• _EXERCISE OBJECTIVE_: Output each line of the material exactly as it stands.
#### RECORDS SHOWN
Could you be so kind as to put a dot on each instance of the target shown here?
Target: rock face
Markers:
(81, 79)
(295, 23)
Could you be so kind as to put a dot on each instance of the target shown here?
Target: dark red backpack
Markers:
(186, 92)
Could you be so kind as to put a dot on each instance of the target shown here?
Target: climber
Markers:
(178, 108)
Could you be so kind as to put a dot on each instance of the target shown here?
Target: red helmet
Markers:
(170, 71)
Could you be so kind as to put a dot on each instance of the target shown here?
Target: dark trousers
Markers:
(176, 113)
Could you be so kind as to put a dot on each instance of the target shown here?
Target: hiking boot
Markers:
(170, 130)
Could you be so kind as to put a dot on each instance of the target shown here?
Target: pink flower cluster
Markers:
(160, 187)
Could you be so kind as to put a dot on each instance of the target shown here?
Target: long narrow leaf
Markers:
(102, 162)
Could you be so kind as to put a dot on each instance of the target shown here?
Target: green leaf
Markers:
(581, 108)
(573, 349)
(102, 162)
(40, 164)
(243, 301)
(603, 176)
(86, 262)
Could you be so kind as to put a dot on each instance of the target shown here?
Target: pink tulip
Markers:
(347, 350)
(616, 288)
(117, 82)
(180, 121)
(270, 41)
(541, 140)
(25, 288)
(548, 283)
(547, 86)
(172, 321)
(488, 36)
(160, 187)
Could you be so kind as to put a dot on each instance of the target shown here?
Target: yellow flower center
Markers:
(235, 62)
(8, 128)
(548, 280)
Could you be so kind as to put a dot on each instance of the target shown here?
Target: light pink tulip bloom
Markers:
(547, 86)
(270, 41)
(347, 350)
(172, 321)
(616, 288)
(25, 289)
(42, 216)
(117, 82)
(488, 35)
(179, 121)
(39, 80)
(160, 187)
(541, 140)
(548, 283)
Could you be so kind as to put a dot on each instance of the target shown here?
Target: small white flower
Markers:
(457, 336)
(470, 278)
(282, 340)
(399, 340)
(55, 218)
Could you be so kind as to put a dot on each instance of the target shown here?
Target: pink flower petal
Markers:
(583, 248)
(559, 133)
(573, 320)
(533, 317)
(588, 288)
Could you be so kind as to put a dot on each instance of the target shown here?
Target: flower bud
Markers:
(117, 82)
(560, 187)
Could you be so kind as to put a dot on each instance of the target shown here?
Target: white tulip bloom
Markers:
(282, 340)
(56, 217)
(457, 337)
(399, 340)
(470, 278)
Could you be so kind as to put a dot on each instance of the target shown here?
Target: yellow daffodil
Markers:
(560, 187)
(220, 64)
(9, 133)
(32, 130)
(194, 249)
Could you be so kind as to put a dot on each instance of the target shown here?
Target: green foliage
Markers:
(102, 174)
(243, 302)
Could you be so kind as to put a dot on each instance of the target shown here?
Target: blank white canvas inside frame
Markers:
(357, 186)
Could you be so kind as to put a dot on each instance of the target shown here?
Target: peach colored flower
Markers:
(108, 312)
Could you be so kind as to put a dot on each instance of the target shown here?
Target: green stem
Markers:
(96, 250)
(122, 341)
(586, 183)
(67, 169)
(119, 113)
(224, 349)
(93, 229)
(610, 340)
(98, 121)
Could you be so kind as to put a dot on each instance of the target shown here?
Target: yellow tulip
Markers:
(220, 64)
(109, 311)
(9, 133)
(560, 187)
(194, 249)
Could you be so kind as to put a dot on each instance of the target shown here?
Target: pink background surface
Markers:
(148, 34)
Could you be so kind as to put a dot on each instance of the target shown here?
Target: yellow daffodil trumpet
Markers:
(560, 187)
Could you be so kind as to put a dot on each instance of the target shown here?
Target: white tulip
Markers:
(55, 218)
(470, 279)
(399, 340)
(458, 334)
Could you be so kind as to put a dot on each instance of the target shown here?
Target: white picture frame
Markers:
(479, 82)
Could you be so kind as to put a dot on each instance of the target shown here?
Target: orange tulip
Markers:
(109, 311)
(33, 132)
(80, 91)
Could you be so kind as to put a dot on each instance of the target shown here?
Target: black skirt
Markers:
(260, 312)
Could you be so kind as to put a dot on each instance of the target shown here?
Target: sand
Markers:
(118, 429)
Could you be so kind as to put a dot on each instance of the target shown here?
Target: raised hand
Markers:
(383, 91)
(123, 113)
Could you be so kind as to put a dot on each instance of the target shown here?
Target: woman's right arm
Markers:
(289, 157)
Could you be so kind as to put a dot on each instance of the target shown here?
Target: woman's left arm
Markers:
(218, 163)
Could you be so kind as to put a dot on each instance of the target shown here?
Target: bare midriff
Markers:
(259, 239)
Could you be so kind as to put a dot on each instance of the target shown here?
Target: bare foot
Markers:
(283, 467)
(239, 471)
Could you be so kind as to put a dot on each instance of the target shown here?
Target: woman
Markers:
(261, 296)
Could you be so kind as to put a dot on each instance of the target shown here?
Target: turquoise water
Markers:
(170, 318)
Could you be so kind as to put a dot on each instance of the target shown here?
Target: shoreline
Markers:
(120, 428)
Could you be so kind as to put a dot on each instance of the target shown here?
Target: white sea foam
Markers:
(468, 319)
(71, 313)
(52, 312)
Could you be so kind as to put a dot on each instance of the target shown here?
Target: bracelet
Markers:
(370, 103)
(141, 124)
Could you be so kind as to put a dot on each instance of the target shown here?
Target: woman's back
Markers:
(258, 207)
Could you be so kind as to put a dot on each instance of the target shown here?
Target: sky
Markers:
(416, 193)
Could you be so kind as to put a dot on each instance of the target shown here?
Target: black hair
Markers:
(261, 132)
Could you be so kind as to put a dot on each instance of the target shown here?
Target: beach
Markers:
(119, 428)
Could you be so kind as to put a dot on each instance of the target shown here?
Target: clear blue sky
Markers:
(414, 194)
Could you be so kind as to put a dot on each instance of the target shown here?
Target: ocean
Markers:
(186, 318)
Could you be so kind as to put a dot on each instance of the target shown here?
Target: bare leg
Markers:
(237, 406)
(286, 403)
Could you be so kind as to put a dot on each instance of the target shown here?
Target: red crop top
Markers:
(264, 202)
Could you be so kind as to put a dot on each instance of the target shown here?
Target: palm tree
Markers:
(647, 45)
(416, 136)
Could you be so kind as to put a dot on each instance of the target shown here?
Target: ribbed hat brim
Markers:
########
• _SOLVED PROBLEM_:
Could you be so kind as to put a dot on each instance of the target shown here?
Target: rock face
Markers:
(81, 79)
(295, 23)
Could you be so kind as to put a dot on each instance of the target shown here?
Target: dark red backpack
Markers:
(186, 92)
Could you be so kind as to put a dot on each instance of the target shown here?
Target: climber
Markers:
(178, 108)
Could you be so kind as to put a dot on each instance of the target shown here?
Target: red helmet
Markers:
(170, 71)
Could you be so kind as to put a dot on each instance of the target shown here?
Target: dark trousers
Markers:
(176, 113)
Could you be so kind as to put a dot on each instance of the target shown here?
Target: hiking boot
Markers:
(170, 130)
Could you be so kind as to put a dot on each instance of the target shown here?
Target: pink flower cluster
Markers:
(160, 187)
Could you be so kind as to put a dot on each instance of the target shown here?
Target: long narrow leaf
Markers:
(102, 162)
Could you be so kind as to put a dot on each instance of the target shown here?
Target: green leaf
Markers:
(581, 108)
(573, 349)
(102, 162)
(40, 164)
(243, 301)
(603, 176)
(86, 262)
Could you be so kind as to put a dot on each instance of the target shown here?
Target: pink tulip
Markers:
(347, 350)
(616, 288)
(117, 82)
(180, 121)
(270, 41)
(541, 140)
(25, 288)
(548, 283)
(547, 86)
(172, 321)
(488, 36)
(160, 187)
Could you be so kind as to put a dot on each instance of the target shown here?
Target: yellow flower center
Markers:
(235, 62)
(8, 128)
(548, 280)
Could you be so kind as to put a dot on each instance of the target shown here?
Target: light pink tulip bloom
Markers:
(547, 86)
(270, 41)
(347, 350)
(172, 321)
(616, 288)
(25, 289)
(42, 216)
(117, 82)
(488, 35)
(179, 121)
(39, 80)
(160, 187)
(541, 140)
(548, 283)
Could you be so kind as to put a dot on each instance of the target shown here?
Target: small white flower
Markers:
(457, 336)
(470, 278)
(282, 340)
(399, 340)
(55, 218)
Could you be so kind as to put a dot on each instance of the target shown here?
Target: pink flower petal
Markers:
(583, 248)
(559, 133)
(573, 320)
(533, 317)
(588, 288)
Could you be so kind as to put a dot on each instance of the target shown here?
Target: flower bud
Markers:
(117, 82)
(560, 187)
Could you be so kind as to put a dot on each instance of the target shown here?
Target: white tulip bloom
Markers:
(282, 340)
(56, 217)
(457, 337)
(399, 340)
(470, 278)
Could you be so kind as to put a dot on each instance of the target shown here?
Target: yellow daffodil
Markers:
(560, 187)
(220, 64)
(9, 133)
(32, 130)
(194, 249)
Could you be so kind as to put a dot on each instance of the target shown here?
Target: green foliage
Markers:
(102, 174)
(243, 302)
Could you be so kind as to put a dot on each instance of the target shown here?
Target: blank white canvas inside frame
Markers:
(357, 186)
Could you be so kind as to put a dot on each instance of the target shown here?
Target: peach colored flower
Markers:
(108, 312)
Could you be so kind as to put a dot on each instance of the target shown here?
Target: green stem
Markers:
(96, 250)
(122, 341)
(586, 183)
(67, 169)
(119, 113)
(224, 349)
(93, 229)
(610, 340)
(98, 121)
Could you be so kind as to put a dot on each instance of the target shown here?
Target: yellow tulip
Markers:
(220, 64)
(109, 311)
(9, 133)
(560, 187)
(194, 249)
Could you be so kind as to put a dot on each instance of the target shown here?
Target: pink background surface
Markers:
(148, 34)
Could you be so kind as to put a dot on each instance of the target shown here?
Target: yellow daffodil trumpet
Markers:
(560, 187)
Could you be so kind as to put a dot on each instance of the target shown here?
Target: white tulip
Markers:
(55, 218)
(470, 279)
(399, 340)
(458, 334)
Could you be so kind as to put a dot on each instance of the target shown here?
Target: white picture frame
Markers:
(479, 82)
Could you be so kind as to put a dot on each instance of the target shown here?
Target: orange tulip
Markers:
(109, 311)
(33, 132)
(80, 91)
Could you be so kind as to put a dot on each instance of the target shown here?
Target: black skirt
Markers:
(260, 312)
Could you be so kind as to put a dot on each instance of the target shown here?
Target: sand
Markers:
(118, 429)
Could you be so kind as to put a dot on each instance of the target shown here?
Target: raised hand
Markers:
(383, 91)
(123, 113)
Could you be so kind as to put a dot on each instance of the target shown here?
Target: woman's right arm
Markers:
(289, 157)
Could you be so kind as to put a dot on each instance of the target shown here?
Target: woman's left arm
Markers:
(218, 163)
Could you be so kind as to put a dot on each instance of the target shown here?
Target: bare midriff
Markers:
(259, 239)
Could you be so kind as to put a dot on each instance of the target shown here?
Target: bare foot
Markers:
(283, 467)
(239, 471)
Could you be so kind as to put a dot on each instance of the target shown here?
Target: woman
Markers:
(261, 296)
Could you be so kind as to put a dot on each instance of the target shown here?
Target: turquoise water
Markers:
(170, 318)
Could you be so kind as to put a dot on each instance of the target shown here?
Target: shoreline
Markers:
(120, 428)
Could you be so kind as to put a dot on each instance of the target shown here?
Target: white sea foam
Markers:
(468, 319)
(71, 313)
(52, 312)
Could you be so kind as to put a dot on each instance of the target shown here?
Target: bracelet
Markers:
(370, 103)
(141, 124)
Could you be so kind as to put a dot on each instance of the target shown here?
Target: woman's back
Markers:
(258, 207)
Could you be so kind as to put a dot on each instance of the target shown here?
Target: sky
Markers:
(416, 193)
Could you be so kind as to put a dot on each instance of the target shown here?
Target: black hair
Markers:
(261, 132)
Could you be so kind as to put a dot on each instance of the target shown here?
Target: beach
Markers:
(119, 428)
Could you be so kind as to put a dot on each instance of the target shown here?
Target: clear blue sky
Markers:
(414, 194)
Could you be so kind as to put a dot on each instance of the target shown here?
Target: ocean
Markers:
(186, 318)
Could you be so kind as to put a dot on each instance of the target shown here?
Target: bare leg
Markers:
(237, 406)
(286, 403)
Could you be so kind as to put a dot on each instance of the target shown here?
Target: red crop top
Markers:
(264, 202)
Could you be so kind as to put a dot on each instance of the target shown here?
Target: palm tree
Markers:
(647, 45)
(416, 136)
Could you be so kind as to put a dot on each instance of the target shown here?
Target: ribbed hat brim
Markers:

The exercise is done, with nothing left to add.